* [Directions]: Look through the data that follows and copy each line with the string "sidewalk".

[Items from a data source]
▶

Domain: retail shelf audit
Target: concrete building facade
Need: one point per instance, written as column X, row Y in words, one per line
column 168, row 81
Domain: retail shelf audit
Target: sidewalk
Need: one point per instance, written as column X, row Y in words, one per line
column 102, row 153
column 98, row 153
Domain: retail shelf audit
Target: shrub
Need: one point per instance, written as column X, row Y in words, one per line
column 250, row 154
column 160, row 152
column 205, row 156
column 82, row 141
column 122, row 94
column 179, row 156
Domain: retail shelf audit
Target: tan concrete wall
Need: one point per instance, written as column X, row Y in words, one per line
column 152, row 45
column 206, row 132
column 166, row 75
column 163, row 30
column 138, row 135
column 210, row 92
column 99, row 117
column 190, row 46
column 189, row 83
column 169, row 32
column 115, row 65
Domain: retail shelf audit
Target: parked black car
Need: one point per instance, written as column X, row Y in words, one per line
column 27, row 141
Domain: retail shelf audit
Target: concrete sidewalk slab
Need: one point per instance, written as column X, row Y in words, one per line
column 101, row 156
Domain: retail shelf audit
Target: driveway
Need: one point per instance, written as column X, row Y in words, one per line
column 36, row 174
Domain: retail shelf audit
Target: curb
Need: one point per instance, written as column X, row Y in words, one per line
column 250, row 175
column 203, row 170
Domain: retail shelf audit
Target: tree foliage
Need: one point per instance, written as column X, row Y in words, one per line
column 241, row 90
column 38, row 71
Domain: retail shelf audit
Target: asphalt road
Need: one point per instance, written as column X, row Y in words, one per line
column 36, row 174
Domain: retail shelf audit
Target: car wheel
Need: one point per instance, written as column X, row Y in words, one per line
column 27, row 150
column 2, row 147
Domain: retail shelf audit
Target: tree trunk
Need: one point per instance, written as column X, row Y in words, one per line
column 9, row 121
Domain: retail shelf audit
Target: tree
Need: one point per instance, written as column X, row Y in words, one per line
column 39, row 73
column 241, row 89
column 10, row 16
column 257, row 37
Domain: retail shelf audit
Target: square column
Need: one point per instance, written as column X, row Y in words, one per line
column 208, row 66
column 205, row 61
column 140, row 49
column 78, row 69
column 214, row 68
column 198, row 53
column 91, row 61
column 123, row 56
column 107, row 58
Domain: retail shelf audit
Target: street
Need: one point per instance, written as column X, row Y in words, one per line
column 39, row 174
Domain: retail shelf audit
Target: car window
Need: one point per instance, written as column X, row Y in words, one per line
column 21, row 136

◀

* [Result]:
Target: sidewalk
Target: concrete sidewalk slab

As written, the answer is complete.